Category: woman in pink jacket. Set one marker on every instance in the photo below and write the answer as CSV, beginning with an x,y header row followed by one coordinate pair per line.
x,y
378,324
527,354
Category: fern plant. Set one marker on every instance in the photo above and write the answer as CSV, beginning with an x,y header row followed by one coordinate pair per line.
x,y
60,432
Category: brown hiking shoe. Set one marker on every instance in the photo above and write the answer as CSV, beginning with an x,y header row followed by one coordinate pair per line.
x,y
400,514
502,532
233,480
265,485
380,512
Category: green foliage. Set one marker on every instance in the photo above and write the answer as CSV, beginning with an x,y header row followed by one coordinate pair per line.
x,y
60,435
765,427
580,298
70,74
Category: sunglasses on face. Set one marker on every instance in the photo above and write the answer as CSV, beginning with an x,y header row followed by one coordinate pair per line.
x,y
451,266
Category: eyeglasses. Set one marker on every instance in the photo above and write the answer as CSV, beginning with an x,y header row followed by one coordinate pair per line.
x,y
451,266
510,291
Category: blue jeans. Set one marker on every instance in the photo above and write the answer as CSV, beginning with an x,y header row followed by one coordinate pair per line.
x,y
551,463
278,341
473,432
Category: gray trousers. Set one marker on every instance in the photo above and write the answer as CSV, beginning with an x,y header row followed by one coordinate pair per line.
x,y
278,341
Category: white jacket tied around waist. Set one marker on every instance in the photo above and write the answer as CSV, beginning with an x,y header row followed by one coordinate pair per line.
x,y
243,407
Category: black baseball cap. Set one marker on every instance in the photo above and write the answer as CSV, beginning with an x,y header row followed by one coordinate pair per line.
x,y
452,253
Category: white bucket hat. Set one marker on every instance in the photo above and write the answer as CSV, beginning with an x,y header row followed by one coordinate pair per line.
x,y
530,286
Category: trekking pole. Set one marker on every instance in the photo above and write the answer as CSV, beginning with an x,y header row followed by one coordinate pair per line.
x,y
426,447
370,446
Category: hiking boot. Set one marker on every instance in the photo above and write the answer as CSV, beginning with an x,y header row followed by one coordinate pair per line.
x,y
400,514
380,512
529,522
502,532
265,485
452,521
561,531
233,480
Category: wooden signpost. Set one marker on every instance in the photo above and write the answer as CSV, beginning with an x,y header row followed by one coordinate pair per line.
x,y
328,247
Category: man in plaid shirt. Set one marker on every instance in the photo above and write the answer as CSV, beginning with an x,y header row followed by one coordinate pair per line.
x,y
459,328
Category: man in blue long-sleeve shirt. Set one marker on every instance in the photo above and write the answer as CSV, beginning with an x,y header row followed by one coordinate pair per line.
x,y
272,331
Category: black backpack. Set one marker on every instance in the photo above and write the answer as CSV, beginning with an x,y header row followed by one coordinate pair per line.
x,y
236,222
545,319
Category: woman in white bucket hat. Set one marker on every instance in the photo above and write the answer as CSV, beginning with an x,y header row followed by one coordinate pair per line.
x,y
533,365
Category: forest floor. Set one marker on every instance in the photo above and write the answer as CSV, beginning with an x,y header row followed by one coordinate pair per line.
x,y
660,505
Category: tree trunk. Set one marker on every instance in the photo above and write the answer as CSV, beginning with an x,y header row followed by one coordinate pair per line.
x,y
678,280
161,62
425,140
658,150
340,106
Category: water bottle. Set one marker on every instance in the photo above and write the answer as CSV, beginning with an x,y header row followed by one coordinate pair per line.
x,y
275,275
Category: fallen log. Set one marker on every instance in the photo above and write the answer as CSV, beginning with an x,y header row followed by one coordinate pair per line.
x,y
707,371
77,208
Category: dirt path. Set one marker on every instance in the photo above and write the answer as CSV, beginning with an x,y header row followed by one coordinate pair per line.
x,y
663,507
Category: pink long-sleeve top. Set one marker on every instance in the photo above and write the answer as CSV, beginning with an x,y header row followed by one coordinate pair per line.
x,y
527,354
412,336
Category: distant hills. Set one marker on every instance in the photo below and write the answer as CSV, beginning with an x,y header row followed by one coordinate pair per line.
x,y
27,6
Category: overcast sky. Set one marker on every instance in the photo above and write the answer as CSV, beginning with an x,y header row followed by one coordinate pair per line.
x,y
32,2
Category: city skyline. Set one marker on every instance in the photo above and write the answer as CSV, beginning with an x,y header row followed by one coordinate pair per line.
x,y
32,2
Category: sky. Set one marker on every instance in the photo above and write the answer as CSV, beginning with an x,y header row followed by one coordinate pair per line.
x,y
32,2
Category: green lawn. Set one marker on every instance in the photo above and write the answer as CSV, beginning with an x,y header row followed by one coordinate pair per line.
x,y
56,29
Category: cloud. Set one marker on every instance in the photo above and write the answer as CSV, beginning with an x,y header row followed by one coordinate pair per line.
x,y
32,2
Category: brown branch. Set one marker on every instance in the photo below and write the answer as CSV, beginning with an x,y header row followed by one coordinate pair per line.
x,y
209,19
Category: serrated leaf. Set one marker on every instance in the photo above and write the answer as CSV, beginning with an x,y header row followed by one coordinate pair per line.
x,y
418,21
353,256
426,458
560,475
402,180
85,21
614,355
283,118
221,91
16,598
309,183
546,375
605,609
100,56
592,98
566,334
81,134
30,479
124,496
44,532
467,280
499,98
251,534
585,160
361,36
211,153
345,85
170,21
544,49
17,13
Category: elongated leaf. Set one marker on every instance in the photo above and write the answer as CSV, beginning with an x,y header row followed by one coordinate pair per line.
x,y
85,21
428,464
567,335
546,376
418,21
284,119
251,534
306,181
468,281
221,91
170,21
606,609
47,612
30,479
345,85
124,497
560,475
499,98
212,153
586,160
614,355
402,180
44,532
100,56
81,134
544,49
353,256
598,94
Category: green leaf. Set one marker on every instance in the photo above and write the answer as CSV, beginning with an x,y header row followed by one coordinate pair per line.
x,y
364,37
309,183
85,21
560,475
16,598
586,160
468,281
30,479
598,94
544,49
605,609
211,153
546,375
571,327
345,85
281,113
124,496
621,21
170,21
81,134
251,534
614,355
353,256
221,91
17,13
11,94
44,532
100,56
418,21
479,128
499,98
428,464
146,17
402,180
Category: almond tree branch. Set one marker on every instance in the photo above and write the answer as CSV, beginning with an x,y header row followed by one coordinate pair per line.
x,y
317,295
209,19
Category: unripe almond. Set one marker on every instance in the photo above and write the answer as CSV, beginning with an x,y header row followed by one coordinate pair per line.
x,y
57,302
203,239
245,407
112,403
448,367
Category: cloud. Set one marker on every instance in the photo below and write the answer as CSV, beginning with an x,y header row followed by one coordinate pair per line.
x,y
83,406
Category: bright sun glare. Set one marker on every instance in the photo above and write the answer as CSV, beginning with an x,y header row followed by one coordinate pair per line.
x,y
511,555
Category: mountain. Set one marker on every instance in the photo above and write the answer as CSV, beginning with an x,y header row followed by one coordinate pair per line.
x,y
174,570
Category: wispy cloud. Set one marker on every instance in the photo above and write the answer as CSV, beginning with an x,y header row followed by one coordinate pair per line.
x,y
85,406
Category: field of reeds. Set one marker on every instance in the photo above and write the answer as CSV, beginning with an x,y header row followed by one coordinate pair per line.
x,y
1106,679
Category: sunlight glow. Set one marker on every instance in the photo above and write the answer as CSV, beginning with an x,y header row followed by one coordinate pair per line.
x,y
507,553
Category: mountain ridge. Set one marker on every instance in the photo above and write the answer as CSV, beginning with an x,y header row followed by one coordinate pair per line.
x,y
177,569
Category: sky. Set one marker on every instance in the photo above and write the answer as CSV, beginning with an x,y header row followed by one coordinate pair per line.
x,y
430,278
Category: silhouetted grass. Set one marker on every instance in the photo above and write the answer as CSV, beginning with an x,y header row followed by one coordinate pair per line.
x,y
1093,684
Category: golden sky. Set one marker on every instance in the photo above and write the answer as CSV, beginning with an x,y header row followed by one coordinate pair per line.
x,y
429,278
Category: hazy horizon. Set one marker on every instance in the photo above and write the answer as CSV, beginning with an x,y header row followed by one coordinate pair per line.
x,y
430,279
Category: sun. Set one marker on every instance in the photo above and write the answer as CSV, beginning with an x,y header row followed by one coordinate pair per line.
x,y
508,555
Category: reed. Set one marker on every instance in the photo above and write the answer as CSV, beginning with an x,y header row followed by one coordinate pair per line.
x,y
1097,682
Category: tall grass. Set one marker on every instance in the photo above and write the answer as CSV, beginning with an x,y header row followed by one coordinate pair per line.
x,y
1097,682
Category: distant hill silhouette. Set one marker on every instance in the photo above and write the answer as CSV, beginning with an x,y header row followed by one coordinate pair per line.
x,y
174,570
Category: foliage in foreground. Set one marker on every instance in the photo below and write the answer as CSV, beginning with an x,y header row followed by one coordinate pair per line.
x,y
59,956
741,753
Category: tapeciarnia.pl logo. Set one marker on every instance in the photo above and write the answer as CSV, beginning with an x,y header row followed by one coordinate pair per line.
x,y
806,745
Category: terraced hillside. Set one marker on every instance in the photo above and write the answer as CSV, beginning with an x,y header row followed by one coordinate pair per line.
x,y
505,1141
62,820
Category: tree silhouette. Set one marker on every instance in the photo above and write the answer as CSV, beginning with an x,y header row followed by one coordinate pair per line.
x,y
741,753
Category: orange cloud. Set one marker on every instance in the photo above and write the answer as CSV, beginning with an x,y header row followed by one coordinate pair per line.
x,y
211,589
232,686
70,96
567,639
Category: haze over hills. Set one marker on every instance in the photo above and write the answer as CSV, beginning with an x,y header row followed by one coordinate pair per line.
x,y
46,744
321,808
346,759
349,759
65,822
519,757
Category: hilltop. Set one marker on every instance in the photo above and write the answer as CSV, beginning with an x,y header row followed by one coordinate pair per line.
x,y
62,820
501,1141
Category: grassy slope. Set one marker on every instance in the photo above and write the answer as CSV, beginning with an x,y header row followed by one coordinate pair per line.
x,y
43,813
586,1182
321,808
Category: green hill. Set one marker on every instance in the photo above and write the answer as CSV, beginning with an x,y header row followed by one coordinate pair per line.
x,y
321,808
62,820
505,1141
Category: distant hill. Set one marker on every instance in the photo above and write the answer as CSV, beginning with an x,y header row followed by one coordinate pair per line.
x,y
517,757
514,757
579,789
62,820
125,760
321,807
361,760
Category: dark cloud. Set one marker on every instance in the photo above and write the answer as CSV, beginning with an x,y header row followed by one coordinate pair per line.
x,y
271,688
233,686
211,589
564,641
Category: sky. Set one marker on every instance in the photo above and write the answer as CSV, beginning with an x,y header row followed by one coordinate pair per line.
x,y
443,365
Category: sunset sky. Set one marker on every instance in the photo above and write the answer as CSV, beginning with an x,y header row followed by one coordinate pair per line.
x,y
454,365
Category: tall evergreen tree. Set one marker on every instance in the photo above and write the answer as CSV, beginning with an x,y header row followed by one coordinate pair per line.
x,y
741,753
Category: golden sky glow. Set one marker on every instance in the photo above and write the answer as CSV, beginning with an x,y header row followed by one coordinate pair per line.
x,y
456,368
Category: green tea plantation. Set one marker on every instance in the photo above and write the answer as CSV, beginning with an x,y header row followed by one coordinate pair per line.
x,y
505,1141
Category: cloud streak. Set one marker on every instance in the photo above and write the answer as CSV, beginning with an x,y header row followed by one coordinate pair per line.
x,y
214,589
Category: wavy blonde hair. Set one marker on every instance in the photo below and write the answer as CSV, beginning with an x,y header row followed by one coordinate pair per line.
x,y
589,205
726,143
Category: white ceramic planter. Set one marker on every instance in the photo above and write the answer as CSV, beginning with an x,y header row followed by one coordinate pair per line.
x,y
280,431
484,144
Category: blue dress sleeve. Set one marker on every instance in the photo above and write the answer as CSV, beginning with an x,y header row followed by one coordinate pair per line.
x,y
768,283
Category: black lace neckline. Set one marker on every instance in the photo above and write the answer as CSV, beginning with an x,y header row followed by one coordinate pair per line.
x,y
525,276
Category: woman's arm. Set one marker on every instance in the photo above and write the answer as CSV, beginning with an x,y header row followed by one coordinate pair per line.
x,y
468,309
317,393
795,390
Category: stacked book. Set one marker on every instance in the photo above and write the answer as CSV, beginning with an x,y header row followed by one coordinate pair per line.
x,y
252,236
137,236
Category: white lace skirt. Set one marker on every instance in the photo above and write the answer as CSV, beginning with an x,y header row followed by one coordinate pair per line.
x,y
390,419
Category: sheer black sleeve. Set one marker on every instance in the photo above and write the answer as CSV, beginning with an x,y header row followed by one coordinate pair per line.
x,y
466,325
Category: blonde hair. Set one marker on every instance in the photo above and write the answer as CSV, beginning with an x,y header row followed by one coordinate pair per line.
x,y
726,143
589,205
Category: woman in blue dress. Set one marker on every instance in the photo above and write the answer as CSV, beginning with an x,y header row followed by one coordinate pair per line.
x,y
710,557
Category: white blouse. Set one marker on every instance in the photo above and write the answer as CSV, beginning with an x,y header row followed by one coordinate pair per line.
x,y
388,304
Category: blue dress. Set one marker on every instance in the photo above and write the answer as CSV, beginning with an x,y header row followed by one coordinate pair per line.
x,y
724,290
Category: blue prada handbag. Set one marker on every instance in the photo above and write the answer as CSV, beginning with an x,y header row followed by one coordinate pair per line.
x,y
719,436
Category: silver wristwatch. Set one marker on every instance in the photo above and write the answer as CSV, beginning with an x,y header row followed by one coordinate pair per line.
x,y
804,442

▶ Prompt: Everything from the line containing "Category: blue prada" to the final line of the entries above should be output exactly, and nothing more.

▶ Exercise output:
Category: blue prada handbag. Set one marker on every instance in the photo above and write the answer as CSV, beginning with an x,y header row followed by one coordinate pair per line.
x,y
719,436
Category: silver wristwatch. Set one marker on every instance in the photo above and write the answer as CSV, beginning with an x,y header row followed by one coordinate pair per line.
x,y
804,442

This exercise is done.